§ **Exercise details**:
Condense the paragraph of the vSphere migration page that begins "Kubernetes is moving away" into a short list of its main facts.

§ **Excerpt**:
___

Migrating VMware vSphere In-tree to Out-of-tree

Kubernetes is moving away from maintaining cloud providers in-tree. VMware vSphere has an out-of-tree cloud provider that can be used by installing the vSphere cloud provider and cloud storage plugins.

This page covers how to migrate from the in-tree vSphere cloud provider to out-of-tree, and manage the existing VMs post migration.

It follows the steps provided in the official vSphere migration documentation and provides the steps to be performed in Rancher.

Cloud-config Format Limitation

Existing volumes that were provisioned using the following cloud-config format won’t get migrated due to an existing bug in vSphere Cloud Storage Interface (CSI).

If the cloud-config has this format for datastore and resource pool path, vsphere CSI driver cannot recognize it:

default-datastore: </datacenter>/datastore/<default-datastore-name>
resourcepool-path: "</datacenter>/host/<cluster-name>/Resources/<resource-pool-name>"

Volumes provisioned with the in-tree provider using the following format will get migrated correctly:

default-datastore: <default-datastore-name>
resourcepool-path: "<cluster-name>/Resources/<resource-pool-name>"

Upstream bug: https://github.com/kubernetes-sigs/vsphere-csi-driver/issues/628

Rancher issue tracking this bug: https://github.com/rancher/rancher/issues/31105

Prerequisites

vSphere CSI Migration requires vSphere 7.0u1. In order to be able to manage existing in-tree vSphere volumes, upgrade vSphere to 7.0u1.

___

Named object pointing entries

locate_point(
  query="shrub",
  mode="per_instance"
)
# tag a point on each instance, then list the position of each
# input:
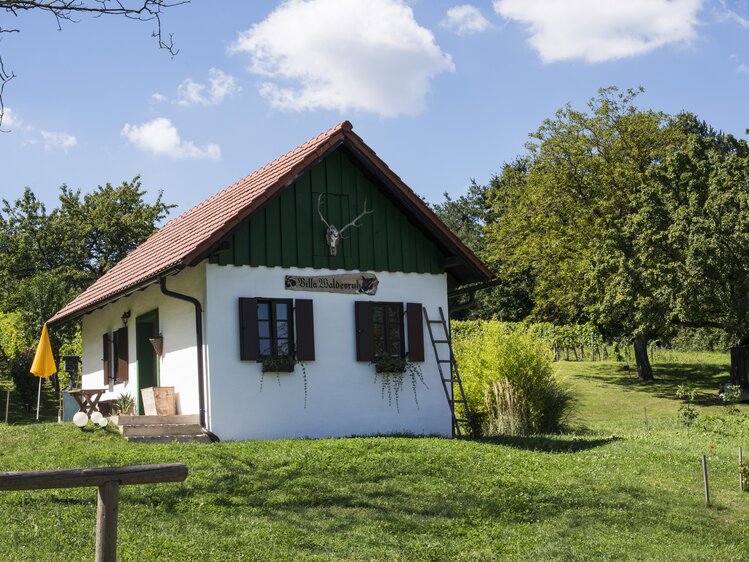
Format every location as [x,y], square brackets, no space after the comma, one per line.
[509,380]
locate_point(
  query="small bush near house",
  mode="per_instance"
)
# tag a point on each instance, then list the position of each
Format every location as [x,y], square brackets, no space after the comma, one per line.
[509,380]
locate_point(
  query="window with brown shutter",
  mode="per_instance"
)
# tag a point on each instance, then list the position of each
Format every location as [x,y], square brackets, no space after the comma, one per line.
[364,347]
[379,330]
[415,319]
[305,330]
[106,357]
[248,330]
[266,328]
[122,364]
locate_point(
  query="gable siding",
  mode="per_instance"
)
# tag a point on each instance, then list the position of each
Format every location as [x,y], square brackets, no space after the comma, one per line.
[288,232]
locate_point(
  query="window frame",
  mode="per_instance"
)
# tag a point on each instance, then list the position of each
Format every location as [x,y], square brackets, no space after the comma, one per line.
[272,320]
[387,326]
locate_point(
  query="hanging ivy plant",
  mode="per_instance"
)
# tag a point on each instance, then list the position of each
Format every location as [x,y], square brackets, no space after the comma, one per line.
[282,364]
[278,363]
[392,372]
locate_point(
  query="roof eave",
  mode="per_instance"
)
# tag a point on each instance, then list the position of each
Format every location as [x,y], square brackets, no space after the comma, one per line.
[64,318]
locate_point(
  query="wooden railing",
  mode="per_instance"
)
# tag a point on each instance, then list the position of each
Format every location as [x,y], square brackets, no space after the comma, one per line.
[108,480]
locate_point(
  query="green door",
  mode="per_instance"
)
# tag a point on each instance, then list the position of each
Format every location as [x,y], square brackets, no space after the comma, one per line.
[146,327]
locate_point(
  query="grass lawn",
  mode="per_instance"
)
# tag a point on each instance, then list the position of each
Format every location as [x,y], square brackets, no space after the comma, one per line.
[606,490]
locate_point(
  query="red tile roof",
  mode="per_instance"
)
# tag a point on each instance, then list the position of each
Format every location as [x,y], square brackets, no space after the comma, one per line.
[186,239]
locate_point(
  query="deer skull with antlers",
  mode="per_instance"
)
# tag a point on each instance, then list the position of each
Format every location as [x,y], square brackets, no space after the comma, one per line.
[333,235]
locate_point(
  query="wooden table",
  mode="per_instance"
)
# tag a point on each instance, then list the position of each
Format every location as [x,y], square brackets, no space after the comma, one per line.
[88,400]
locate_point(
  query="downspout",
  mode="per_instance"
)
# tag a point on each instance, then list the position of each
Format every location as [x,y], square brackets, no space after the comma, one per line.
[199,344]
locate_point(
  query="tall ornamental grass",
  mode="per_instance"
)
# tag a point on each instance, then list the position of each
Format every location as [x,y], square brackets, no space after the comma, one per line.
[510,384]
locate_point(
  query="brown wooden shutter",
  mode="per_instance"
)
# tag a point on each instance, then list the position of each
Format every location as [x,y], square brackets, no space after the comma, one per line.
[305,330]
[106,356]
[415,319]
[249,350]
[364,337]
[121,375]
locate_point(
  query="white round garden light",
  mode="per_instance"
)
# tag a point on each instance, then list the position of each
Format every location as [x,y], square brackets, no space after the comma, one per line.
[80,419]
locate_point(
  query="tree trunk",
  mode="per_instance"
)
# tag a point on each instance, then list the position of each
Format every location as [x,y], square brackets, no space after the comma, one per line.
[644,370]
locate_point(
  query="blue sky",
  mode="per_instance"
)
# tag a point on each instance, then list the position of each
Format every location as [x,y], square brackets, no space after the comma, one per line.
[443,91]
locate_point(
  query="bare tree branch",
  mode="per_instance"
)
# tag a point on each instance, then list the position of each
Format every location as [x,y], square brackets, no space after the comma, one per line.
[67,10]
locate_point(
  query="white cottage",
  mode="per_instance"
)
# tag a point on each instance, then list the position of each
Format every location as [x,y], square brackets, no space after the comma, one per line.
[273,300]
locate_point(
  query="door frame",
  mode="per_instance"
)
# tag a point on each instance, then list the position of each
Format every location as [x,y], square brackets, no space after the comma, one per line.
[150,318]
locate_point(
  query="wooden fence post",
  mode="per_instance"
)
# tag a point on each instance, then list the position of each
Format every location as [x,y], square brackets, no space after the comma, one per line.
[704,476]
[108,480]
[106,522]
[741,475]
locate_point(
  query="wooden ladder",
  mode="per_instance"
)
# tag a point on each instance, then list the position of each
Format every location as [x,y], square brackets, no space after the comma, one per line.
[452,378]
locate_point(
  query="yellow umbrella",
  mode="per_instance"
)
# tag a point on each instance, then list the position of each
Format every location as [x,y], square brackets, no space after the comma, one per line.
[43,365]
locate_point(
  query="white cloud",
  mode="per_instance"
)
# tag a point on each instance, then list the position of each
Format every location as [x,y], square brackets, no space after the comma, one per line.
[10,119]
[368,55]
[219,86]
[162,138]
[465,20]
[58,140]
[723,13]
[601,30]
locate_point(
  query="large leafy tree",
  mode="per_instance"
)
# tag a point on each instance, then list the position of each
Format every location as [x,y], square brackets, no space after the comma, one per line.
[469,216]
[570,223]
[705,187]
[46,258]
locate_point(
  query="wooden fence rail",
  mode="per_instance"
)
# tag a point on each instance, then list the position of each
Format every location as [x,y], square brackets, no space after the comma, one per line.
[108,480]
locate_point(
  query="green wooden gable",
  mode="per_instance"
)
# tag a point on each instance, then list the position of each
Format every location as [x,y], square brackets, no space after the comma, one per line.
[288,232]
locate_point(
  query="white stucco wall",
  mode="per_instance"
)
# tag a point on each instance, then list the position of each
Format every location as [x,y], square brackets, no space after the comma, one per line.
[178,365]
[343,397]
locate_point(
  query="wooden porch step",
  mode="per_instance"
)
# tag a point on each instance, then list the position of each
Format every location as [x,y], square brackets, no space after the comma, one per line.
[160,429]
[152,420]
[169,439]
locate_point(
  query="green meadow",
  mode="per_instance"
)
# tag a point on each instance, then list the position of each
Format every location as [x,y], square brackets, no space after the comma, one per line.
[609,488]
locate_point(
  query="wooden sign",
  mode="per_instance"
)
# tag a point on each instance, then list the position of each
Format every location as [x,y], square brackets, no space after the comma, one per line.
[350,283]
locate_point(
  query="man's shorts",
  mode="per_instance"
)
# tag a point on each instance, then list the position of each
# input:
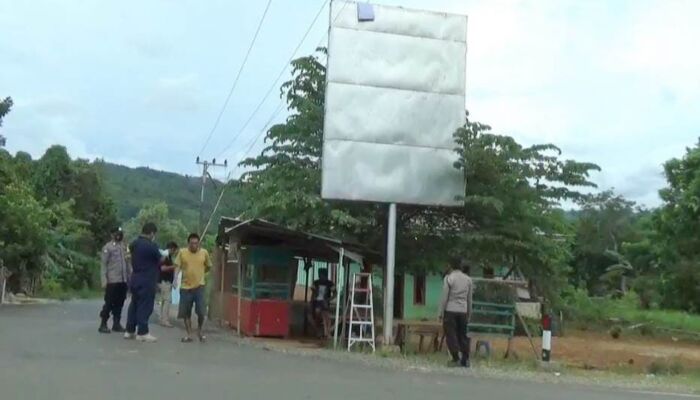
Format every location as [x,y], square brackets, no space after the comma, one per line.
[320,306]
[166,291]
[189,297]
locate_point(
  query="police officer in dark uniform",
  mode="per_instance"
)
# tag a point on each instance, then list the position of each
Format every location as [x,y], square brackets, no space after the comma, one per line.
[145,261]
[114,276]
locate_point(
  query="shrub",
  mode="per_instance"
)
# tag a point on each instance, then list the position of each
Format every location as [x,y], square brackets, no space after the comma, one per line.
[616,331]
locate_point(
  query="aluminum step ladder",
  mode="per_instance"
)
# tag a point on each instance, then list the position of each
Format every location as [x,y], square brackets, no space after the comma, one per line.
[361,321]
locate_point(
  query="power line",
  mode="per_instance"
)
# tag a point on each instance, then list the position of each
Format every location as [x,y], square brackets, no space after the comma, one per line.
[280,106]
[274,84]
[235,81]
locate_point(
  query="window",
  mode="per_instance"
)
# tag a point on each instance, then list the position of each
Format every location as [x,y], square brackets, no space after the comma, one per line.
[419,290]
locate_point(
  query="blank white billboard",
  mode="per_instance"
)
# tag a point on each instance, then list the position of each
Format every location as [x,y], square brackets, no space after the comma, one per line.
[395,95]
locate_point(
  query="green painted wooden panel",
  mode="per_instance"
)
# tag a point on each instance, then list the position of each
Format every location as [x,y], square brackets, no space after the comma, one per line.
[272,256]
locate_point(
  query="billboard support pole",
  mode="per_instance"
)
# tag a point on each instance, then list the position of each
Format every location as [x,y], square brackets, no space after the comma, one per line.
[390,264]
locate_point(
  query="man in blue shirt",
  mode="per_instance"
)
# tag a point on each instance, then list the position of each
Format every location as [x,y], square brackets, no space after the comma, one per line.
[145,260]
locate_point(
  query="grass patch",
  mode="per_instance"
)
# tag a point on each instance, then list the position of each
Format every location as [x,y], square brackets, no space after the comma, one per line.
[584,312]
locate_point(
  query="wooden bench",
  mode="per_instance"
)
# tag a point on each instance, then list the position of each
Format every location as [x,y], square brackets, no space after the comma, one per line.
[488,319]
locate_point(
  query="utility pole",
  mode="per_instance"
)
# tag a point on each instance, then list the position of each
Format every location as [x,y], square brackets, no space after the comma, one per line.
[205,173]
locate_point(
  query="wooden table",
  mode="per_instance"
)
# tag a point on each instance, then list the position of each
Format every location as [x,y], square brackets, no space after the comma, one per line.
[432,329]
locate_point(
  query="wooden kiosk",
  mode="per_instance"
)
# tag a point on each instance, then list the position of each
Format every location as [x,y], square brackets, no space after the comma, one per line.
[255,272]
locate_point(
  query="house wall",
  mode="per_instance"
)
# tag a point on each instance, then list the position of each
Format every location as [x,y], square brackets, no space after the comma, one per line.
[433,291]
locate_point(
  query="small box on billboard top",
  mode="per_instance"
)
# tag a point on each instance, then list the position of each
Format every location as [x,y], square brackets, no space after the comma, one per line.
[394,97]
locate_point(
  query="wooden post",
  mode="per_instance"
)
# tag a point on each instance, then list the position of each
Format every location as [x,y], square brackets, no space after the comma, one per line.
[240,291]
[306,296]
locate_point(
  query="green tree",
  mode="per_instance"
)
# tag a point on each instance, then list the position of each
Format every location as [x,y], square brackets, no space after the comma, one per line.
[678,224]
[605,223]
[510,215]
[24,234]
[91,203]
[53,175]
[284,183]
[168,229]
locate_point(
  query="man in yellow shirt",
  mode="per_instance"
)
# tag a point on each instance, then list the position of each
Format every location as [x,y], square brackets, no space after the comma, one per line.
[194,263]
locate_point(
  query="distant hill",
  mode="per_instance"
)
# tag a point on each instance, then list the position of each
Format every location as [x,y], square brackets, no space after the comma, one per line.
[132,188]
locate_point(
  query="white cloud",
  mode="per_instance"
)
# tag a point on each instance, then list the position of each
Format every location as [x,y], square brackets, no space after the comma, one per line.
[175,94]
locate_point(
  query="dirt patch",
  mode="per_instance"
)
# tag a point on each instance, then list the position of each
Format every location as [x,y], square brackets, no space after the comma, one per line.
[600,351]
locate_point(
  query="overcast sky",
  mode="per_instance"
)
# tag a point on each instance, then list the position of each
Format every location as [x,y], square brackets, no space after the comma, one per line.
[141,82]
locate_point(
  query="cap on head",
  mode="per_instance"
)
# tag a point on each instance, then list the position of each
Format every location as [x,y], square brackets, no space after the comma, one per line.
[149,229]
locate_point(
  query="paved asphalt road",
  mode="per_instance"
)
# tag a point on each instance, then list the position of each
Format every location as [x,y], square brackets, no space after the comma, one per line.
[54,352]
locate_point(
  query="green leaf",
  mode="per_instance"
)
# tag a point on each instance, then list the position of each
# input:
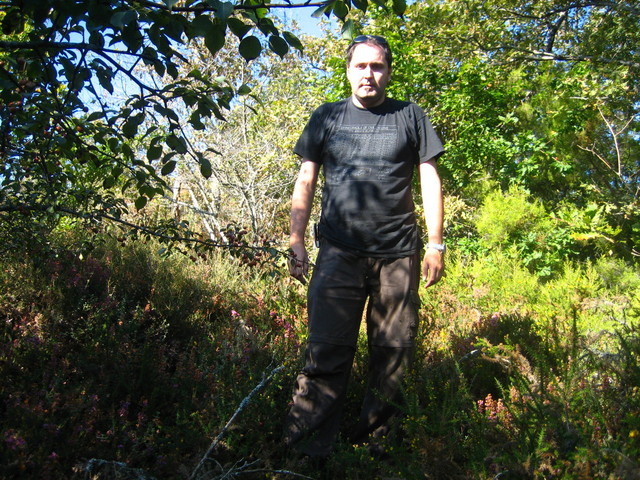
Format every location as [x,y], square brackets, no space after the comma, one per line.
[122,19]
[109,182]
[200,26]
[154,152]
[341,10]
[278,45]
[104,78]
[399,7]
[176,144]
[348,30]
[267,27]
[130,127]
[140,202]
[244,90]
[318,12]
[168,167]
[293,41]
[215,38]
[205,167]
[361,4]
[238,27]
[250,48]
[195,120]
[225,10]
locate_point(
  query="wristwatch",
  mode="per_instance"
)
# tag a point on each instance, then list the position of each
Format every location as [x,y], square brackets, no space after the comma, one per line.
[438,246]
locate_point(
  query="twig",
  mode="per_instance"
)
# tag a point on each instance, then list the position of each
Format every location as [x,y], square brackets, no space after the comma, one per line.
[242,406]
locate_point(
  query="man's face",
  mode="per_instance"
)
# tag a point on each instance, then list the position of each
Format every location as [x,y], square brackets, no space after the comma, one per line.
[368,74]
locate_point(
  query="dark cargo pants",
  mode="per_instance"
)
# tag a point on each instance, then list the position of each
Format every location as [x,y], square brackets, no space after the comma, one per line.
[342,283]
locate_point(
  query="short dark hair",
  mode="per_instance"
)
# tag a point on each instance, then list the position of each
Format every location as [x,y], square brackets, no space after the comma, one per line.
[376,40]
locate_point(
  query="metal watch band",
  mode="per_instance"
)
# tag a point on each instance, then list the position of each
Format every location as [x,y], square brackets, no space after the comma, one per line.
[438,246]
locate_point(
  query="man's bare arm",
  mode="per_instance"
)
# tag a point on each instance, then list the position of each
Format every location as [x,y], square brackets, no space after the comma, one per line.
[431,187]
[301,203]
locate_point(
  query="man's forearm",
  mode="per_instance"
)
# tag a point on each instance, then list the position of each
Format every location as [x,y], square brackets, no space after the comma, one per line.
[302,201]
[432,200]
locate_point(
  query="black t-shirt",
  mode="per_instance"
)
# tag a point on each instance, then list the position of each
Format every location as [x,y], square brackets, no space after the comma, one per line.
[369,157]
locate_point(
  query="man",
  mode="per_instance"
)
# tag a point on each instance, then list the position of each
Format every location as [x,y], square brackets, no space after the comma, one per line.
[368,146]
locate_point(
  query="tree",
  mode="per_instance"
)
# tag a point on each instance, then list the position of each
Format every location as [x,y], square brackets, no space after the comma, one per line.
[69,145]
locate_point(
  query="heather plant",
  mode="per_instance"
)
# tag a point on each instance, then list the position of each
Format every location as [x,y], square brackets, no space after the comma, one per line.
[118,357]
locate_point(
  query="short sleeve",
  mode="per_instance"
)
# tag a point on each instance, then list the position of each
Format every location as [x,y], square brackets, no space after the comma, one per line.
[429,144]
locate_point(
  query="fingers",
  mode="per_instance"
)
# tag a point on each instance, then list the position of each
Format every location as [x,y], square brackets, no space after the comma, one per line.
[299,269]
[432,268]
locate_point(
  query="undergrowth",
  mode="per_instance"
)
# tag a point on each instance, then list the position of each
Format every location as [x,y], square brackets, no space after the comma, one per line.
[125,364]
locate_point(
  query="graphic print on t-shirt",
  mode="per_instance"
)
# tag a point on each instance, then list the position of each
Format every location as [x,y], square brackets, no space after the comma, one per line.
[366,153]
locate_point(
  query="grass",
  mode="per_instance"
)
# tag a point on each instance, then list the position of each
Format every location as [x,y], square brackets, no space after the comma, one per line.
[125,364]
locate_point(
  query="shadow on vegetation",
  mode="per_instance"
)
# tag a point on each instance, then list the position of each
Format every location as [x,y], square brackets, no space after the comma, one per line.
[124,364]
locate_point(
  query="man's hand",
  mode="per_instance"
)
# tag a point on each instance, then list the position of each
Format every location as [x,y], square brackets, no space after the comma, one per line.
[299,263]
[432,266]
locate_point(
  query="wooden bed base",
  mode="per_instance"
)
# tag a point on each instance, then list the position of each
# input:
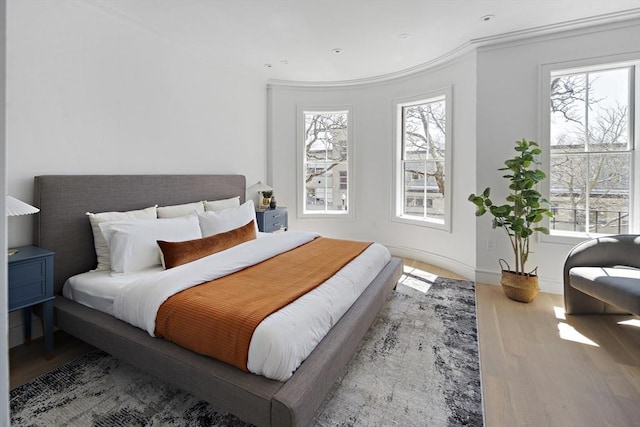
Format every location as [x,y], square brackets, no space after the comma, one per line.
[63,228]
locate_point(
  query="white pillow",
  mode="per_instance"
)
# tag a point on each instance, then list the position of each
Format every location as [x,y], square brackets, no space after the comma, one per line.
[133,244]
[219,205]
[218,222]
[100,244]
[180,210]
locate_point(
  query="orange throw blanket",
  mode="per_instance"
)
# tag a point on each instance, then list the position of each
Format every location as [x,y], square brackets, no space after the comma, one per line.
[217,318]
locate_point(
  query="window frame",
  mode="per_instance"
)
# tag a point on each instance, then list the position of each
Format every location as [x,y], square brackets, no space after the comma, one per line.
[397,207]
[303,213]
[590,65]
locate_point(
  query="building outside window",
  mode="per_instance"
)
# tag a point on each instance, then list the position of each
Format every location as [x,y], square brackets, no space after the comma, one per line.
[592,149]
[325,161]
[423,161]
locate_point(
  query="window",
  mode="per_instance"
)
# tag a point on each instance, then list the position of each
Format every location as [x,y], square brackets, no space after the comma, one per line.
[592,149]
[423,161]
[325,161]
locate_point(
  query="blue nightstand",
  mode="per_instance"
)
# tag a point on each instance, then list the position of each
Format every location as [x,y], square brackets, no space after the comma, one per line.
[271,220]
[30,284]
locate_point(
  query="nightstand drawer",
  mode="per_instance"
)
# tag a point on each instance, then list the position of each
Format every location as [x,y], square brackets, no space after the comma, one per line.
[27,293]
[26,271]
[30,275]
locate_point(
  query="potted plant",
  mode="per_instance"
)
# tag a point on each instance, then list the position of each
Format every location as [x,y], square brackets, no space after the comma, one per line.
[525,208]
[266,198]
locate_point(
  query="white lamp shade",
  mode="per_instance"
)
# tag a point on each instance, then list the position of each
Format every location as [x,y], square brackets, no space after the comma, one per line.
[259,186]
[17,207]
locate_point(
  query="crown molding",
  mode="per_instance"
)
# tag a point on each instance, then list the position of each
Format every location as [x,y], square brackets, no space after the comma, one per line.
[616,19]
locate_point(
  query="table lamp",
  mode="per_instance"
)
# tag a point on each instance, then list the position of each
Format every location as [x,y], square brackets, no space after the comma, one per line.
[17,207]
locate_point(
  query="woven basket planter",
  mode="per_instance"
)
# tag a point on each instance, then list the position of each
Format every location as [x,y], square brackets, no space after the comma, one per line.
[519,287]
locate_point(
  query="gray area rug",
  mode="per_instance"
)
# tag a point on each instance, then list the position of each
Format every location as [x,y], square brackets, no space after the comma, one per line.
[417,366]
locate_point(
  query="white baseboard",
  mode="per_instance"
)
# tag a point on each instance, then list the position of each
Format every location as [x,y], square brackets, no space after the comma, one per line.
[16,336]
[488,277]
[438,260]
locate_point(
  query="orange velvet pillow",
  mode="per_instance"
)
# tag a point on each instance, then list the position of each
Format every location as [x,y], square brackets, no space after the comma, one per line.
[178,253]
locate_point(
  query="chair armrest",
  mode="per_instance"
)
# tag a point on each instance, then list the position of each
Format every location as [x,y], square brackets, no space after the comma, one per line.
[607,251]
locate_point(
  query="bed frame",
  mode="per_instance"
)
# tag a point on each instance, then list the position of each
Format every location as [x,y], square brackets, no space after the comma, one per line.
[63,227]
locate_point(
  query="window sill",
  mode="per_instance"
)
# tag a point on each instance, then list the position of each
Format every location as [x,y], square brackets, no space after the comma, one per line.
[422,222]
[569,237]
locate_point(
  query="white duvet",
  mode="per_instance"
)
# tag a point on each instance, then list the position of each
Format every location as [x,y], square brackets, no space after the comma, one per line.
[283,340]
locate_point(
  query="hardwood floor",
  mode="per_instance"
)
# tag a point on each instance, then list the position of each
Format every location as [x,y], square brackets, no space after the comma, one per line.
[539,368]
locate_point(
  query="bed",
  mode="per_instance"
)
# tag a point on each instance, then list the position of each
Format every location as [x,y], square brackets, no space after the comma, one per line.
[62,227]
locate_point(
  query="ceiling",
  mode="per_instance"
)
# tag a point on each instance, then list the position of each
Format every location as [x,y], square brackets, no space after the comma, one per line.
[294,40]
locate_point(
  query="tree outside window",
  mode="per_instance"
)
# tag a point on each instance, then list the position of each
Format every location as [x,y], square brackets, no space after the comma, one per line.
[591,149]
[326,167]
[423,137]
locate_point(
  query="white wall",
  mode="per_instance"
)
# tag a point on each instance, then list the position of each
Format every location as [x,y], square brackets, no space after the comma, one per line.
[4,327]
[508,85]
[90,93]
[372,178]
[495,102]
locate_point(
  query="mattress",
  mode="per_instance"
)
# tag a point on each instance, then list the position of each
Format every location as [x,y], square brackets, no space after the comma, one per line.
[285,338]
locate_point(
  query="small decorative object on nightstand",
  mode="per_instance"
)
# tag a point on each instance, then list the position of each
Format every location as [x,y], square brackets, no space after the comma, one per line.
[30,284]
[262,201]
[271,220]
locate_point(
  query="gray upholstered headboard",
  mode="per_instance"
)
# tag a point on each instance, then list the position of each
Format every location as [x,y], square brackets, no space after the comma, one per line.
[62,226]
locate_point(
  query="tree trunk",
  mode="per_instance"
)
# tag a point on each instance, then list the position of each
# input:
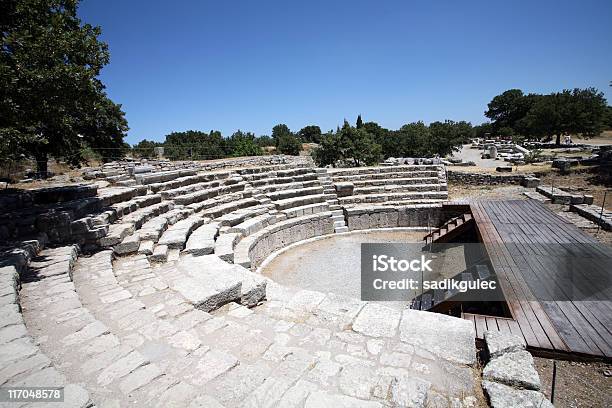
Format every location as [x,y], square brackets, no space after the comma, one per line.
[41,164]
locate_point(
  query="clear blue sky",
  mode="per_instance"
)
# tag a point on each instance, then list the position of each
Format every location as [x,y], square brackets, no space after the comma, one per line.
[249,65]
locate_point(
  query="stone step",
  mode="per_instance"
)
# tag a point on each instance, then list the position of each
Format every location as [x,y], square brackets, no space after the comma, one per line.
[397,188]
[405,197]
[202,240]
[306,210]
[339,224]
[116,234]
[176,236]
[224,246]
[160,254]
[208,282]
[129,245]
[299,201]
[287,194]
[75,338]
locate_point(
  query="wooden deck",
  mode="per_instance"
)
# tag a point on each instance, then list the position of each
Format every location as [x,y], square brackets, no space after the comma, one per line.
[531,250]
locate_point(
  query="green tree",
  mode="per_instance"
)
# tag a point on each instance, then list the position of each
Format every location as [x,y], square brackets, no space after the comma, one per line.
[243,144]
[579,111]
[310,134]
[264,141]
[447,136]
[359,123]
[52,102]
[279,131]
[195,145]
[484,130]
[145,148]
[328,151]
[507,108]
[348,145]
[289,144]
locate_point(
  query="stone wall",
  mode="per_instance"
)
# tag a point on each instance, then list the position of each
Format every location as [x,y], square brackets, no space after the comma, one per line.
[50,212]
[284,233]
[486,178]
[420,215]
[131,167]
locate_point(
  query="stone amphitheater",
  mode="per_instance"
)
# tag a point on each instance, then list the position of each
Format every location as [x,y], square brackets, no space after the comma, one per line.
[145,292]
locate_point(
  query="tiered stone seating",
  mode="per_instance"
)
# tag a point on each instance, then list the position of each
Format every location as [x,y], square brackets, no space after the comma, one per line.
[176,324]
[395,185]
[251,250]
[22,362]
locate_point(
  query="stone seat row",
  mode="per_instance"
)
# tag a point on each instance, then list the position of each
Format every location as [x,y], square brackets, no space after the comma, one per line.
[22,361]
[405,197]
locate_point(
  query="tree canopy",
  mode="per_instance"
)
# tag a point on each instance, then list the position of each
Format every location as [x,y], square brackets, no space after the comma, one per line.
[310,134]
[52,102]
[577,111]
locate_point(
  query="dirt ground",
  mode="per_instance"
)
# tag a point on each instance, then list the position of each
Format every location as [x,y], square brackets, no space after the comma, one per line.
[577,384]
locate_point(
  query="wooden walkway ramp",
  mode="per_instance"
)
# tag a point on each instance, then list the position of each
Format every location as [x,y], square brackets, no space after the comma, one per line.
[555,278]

___

§ **Finished answer**:
- Kubernetes is moving away from maintaining cloud providers in-tree.
- VMware vSphere has an out-of-tree cloud provider.
- To use it, install the vSphere cloud provider and cloud storage plugins.